◆ Point labeling entries
====

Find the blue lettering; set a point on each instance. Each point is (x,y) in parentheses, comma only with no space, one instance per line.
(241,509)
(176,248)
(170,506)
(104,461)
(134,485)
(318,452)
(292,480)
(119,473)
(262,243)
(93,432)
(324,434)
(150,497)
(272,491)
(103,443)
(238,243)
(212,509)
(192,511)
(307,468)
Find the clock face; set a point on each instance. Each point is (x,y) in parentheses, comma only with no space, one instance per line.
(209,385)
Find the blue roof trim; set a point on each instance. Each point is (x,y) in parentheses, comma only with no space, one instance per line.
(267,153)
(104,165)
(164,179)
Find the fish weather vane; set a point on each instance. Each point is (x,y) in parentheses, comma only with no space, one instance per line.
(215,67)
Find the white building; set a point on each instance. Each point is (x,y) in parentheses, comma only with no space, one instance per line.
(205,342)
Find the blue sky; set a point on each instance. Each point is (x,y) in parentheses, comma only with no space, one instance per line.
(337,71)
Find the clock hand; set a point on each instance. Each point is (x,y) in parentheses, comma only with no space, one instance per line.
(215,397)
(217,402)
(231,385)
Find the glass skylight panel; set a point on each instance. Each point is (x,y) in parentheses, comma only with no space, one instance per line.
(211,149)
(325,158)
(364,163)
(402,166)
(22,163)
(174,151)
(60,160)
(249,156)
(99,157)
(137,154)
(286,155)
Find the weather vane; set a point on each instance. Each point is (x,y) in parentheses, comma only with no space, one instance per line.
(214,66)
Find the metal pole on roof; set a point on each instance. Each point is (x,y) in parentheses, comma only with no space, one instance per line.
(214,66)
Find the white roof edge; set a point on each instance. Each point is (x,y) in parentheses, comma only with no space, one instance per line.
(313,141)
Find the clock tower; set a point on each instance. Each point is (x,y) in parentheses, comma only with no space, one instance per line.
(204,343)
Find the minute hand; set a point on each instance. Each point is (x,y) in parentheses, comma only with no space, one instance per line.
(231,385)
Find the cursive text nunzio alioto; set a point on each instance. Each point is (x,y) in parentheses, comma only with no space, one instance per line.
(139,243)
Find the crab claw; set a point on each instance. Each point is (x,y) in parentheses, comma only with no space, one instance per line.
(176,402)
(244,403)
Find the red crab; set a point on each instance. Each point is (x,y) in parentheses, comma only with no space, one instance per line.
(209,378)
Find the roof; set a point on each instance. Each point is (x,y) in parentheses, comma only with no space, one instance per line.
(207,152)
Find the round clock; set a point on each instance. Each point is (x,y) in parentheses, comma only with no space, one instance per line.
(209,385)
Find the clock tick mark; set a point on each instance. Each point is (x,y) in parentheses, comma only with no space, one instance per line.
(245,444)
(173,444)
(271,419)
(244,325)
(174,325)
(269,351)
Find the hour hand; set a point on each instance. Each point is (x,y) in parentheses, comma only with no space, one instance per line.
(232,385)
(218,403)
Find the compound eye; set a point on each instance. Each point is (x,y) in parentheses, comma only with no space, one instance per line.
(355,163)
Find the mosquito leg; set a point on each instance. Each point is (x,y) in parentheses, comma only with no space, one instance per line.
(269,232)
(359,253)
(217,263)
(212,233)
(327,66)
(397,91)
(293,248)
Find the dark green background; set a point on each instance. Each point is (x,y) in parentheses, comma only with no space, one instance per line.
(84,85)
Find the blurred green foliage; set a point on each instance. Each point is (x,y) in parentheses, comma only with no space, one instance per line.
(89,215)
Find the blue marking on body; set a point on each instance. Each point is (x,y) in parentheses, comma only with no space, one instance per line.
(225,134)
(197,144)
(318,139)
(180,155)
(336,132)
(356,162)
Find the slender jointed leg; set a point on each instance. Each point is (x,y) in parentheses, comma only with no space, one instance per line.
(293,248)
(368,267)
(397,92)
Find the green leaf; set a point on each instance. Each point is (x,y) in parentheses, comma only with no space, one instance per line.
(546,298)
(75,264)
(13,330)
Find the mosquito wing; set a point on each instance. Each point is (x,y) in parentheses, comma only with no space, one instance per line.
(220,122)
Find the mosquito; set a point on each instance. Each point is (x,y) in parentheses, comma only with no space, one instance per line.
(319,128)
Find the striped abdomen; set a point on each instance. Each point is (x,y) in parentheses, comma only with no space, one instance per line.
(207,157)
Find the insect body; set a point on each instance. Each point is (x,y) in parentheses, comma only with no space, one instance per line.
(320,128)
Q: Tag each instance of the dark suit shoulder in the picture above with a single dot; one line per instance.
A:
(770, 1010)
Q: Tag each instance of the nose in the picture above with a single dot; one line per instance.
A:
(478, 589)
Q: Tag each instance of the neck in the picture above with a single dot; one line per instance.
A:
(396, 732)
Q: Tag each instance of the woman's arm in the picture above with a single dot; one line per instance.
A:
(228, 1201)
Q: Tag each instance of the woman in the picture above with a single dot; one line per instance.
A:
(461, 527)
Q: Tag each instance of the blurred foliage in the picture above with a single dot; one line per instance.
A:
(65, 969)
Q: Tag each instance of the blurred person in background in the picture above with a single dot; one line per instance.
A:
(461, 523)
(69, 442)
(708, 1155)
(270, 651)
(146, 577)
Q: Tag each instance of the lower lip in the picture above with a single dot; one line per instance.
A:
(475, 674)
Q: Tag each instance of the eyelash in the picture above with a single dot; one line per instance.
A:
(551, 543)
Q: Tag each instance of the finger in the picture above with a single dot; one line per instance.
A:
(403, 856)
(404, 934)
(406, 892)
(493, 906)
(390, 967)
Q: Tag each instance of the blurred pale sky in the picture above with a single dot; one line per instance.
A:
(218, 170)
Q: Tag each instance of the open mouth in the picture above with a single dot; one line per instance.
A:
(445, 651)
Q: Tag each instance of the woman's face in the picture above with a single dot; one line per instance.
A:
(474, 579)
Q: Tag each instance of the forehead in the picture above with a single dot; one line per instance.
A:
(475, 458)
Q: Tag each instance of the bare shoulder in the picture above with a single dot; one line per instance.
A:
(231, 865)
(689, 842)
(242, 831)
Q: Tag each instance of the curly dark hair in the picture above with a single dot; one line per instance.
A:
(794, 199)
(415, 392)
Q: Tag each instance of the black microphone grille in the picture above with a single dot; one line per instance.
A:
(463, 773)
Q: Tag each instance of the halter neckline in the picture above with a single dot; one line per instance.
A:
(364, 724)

====

Update all the entries by replacing "instance" with "occurrence" wherever it appears, and leave everything else as it is.

Find the blue lettering; set a point on each occurrence. Each point is (x,y) in parentheses, comma only with no space, one occurrence per line.
(241,509)
(176,248)
(170,506)
(104,461)
(134,485)
(318,452)
(292,480)
(119,473)
(262,243)
(93,432)
(324,434)
(150,497)
(272,491)
(103,443)
(238,243)
(212,509)
(192,511)
(307,468)
Find the clock face; set a point on each occurrence. Each point is (x,y) in parentheses, comma only with no space, one occurrence per line.
(209,385)
Find the blue roof trim; set a point on each occurrence. Each point is (x,y) in parentheses, comma only with no space, one occurrence per line.
(267,153)
(104,165)
(164,179)
Find the fish weather vane; set a point on each occurrence. Each point is (x,y) in parentheses, comma only with no space, one occurrence per line.
(215,67)
Find the white building; set a point on each occurrence. Each point is (x,y) in parentheses, comma only with no space, one occurrence per line.
(205,342)
Find the blue sky; set a point on each occurrence. Each point is (x,y) in parentheses, comma only with no space, one occurrence per line.
(337,71)
Find the clock hand; set a point on each occurrence. Each point is (x,y) in parentheses, comma only with no space, one occurrence per line.
(215,397)
(217,402)
(231,385)
Find the glass skylight panel; set a point on each occurrence. Each point is (x,y) in parentheses, comma only with no space, one occurrence per line.
(211,149)
(325,158)
(364,163)
(402,166)
(22,163)
(174,151)
(60,160)
(249,156)
(99,157)
(137,154)
(286,155)
Find the weather vane; set a point on each occurrence. Each point is (x,y) in parentheses, comma only with no space, one occurrence per line.
(214,66)
Find the metal pole on roof; set a point on each occurrence. Each point is (x,y) in parentheses, comma only with no space, one occurrence per line.
(214,66)
Find the white roof edge; set a point on each occurrence. Each point is (x,y) in parentheses, comma only with no space, one occurrence per line.
(313,141)
Find the clock tower; set a point on each occurrence. Each point is (x,y) in parentheses, comma only with no space, one occurrence per line.
(204,343)
Find the minute hand; set a point on each occurrence. Each point is (x,y) in parentheses, comma only with no space, one occurrence per line.
(231,385)
Find the cursive text nunzio alioto; set a point on each occurrence. Each point is (x,y) in parentheses, comma only with no space, one occurrence per line.
(139,243)
Find the crab claw; set a point on each occurrence. Each point is (x,y) in parentheses, comma only with no space, one occurrence per line.
(176,402)
(244,403)
Find the red crab; set a point on each occurrence. Each point is (x,y) in parentheses, comma only with no space, one occurrence per line.
(209,378)
Find the roof; set a point on each occurrence. Each point is (x,y) in parentheses, comma only with no space, one occurrence per line.
(207,152)
Find the round clock; set a point on each occurrence. Each point is (x,y) in parentheses, comma only with no space, one occurrence per line.
(209,385)
Find the clock tick mark; set a point on each occurrence. Each point is (x,y) in parentheses, comma only with no space, one occurrence per line.
(245,444)
(173,444)
(271,419)
(244,325)
(174,325)
(269,351)
Find the hour hand; set a point on each occurrence. Each point is (x,y) in parentheses, comma only with no space, one occurrence per line.
(232,385)
(218,403)
Find the compound eye; set a point on each occurrence. Each point is (x,y) in parentheses, comma only with no space, one occurrence per line.
(355,163)
Find the mosquito leg; set a point on each occurrence. Each point is (x,y) in parentheses, comma only with no space, one occurrence per line.
(269,232)
(359,253)
(217,263)
(212,233)
(327,66)
(397,91)
(293,248)
Find the dark green background; set a point on each occurrence. Each point is (x,y) in parentheses, comma only with no space, one occurrence per line.
(84,85)
Find the blurred green foliage; set a point on each occurrence. Each point is (x,y) in parentheses, comma only with no space, one occurrence per line.
(89,215)
Find the blue marking on body; set a point on each occurrence. Each point is (x,y) in parentheses, comma only with no space, one occurrence per line.
(225,134)
(197,144)
(318,139)
(180,155)
(336,132)
(356,162)
Find the slender jointed leg; set a point on each occurrence. Each point is (x,y) in parentheses, comma only with no space, one occurrence per line.
(293,248)
(368,267)
(397,92)
Find the green leaf; set a point on each occurrence. Each point is (x,y) in parentheses, comma only with no space, one occurrence per line.
(546,298)
(75,264)
(13,330)
Find the mosquito wing; set a point on each occurrence. Each point is (x,y) in parentheses, comma only with no space, one occurrence per line.
(220,122)
Find the mosquito; set a point on each occurrence. Each point is (x,y) in parentheses, comma only with no space, one occurrence per line.
(319,128)
Find the striped abdomen; set a point on each occurrence. Each point is (x,y) in parentheses, comma only with no space, one occurrence per line.
(207,157)
Find the insect body; set a point on each occurrence. Each point is (x,y) in parentheses, comma only with no space, one occurrence per line.
(320,128)
Q: Tag each occurrence of the dark suit shoulder in the picture above with a single dot; one line per occurrence.
A:
(770, 1010)
Q: Tag each occurrence of the nose in the picture above with a single dot; one line per occurrence.
A:
(478, 589)
Q: Tag each occurrence of the neck in the picture above with a single dot; one line per occurrence.
A:
(396, 732)
Q: Tag each occurrence of the woman's arm in the picture above with a single dot; one line per occurrence.
A:
(228, 1201)
Q: Tag each occurrence of the woman in the picture above with a single dot; one line per occurrence.
A:
(461, 527)
Q: Tag each occurrence of the blurred foliage in the picture above with a single dot; one line per occurrence.
A:
(65, 969)
Q: Tag each occurrence of the blurred person in background in the picture above with a single dot; one line per occurrence.
A:
(461, 523)
(69, 442)
(708, 1155)
(270, 651)
(146, 577)
Q: Tag each occurrence of the lower lip in the picture above with a single dot; one line per occurrence.
A:
(475, 674)
Q: Tag each occurrence of the eyelash in the picture above with a single dot; one line per occurrence.
A:
(551, 543)
Q: Tag each occurrence of the finger in the picture above with a single dot; one line per occurrence.
A:
(403, 856)
(404, 934)
(406, 892)
(493, 906)
(390, 967)
Q: Tag each occurrence of the blurred pale sky in the picture above with a single dot; one line per occurrence.
A:
(218, 170)
Q: Tag each occurrence of the open mouth in the picture above with a single dot; one line per occurrence.
A:
(445, 651)
Q: Tag each occurrence of the woman's face in the picture above with a single dot; one line per occurrence.
A:
(474, 579)
Q: Tag each occurrence of the forehead in the picture above with a single dot; one line per occurrence.
A:
(475, 458)
Q: Tag each occurrence of the bare shoulder in the picture above with a single dot; one line per occurrence.
A:
(231, 865)
(689, 842)
(242, 831)
Q: Tag each occurrence of the curly dark hair in the picture above with a single dot; one line per occurrence.
A:
(794, 199)
(415, 392)
Q: Tag each occurrence of the black microphone grille in the picture above with a single dot; one line per occurrence.
A:
(463, 773)
Q: Tag each occurrence of the halter neckline in the picture above with a single dot; one line per occurrence.
A:
(364, 724)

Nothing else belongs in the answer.